**PROMPT**
Can you lay out every line of the rows below as a Markdown table headed No. and Line, numbering each line and leaving out any blank ones?

Entries from an annotation dataset
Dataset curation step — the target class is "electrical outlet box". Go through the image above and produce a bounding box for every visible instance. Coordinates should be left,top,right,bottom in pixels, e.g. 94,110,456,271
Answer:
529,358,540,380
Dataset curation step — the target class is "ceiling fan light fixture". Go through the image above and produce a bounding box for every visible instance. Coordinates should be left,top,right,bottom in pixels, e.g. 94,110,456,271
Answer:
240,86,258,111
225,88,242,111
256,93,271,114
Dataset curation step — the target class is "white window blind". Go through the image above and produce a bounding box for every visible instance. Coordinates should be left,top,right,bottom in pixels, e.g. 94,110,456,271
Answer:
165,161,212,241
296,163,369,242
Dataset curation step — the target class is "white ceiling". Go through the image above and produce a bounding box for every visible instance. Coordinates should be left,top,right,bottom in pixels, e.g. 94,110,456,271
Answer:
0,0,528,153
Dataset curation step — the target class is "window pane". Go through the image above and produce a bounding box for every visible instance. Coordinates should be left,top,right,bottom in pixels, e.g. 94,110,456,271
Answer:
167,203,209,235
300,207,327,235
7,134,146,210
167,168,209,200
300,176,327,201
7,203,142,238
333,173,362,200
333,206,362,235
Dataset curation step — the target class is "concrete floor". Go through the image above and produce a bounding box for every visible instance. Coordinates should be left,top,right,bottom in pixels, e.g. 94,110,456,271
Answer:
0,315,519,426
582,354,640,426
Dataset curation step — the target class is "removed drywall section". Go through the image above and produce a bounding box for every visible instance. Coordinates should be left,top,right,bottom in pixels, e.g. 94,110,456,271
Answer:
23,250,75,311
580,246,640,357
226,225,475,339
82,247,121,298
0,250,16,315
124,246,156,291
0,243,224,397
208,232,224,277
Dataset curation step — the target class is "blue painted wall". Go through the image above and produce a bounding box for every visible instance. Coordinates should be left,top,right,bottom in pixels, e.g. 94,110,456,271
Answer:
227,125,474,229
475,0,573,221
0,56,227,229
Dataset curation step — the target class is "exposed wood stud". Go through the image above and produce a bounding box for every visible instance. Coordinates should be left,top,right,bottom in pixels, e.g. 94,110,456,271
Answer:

**WORKED SOLUTION**
| No. | Line |
|---|---|
| 1 | Dataset curation step — the target class is "electrical outlet box". Go through the image above and produce a bounding box for every visible instance. Coordinates should be left,top,right,bottom in pixels, e.g. 94,110,456,271 |
| 2 | Answer: |
| 3 | 529,358,540,380 |
| 4 | Dataset curation step — the target class is "ceiling fan light fixture". Go through the image above and produce a bounding box for every visible instance. Coordinates should be left,top,right,bottom in pixels, e.g. 94,110,456,271 |
| 5 | Answer: |
| 6 | 240,86,258,111 |
| 7 | 225,88,242,111 |
| 8 | 256,93,271,114 |
| 9 | Dataset curation step — the target class is "white window blind". Go through the image above and produce a bounding box for every visible instance. Coordinates should be left,top,right,bottom in pixels, e.g. 94,110,456,271 |
| 10 | Answer: |
| 11 | 165,161,212,241 |
| 12 | 296,163,369,242 |
| 13 | Dataset curation step — the target class is "white ceiling". Go through the image above and produce a bounding box for every visible instance. Coordinates should be left,top,right,bottom in pixels, e.g. 94,110,456,271 |
| 14 | Answer: |
| 15 | 0,0,528,153 |
| 16 | Dataset curation step — the target class is "window pane". Go through the image above and produce a bounding box for every visible instance. Coordinates should be left,top,right,bottom in pixels, e.g. 94,110,456,271 |
| 17 | Answer: |
| 18 | 167,203,209,235 |
| 19 | 300,207,327,235 |
| 20 | 7,134,146,210 |
| 21 | 167,168,209,200 |
| 22 | 300,176,327,201 |
| 23 | 7,203,142,238 |
| 24 | 333,173,362,200 |
| 25 | 333,206,362,235 |
| 26 | Dataset curation step — the target class is "concrete floor". Go through the image above and produce a bounding box for every visible instance. Coordinates should be left,top,right,bottom in pixels, e.g. 94,110,456,271 |
| 27 | Answer: |
| 28 | 0,315,519,426 |
| 29 | 582,354,640,426 |
| 30 | Dataset curation step — the target class is "removed drywall section". Go through the image above and produce a bounding box for every visible instance. Coordinates should be left,top,right,bottom in pixels, e.g. 94,110,456,271 |
| 31 | Answer: |
| 32 | 23,250,75,311 |
| 33 | 580,246,640,357 |
| 34 | 226,225,475,339 |
| 35 | 82,247,121,298 |
| 36 | 0,250,16,315 |
| 37 | 124,246,156,291 |
| 38 | 0,243,224,397 |
| 39 | 208,232,224,277 |
| 40 | Dataset curation step — the target class is "blue painted wall". Go through the image above and produce a bounding box for every visible instance. Coordinates should be left,top,right,bottom in pixels, e.g. 94,110,456,271 |
| 41 | Answer: |
| 42 | 227,125,474,229 |
| 43 | 475,0,573,221 |
| 44 | 0,56,227,229 |
| 45 | Dataset curation step — the target class is "exposed wood stud". Go through the image above and produce a bounding box for every visible instance. Coordinates should be left,top,right,bottom in pixels, e.g. 94,110,456,271 |
| 46 | Answer: |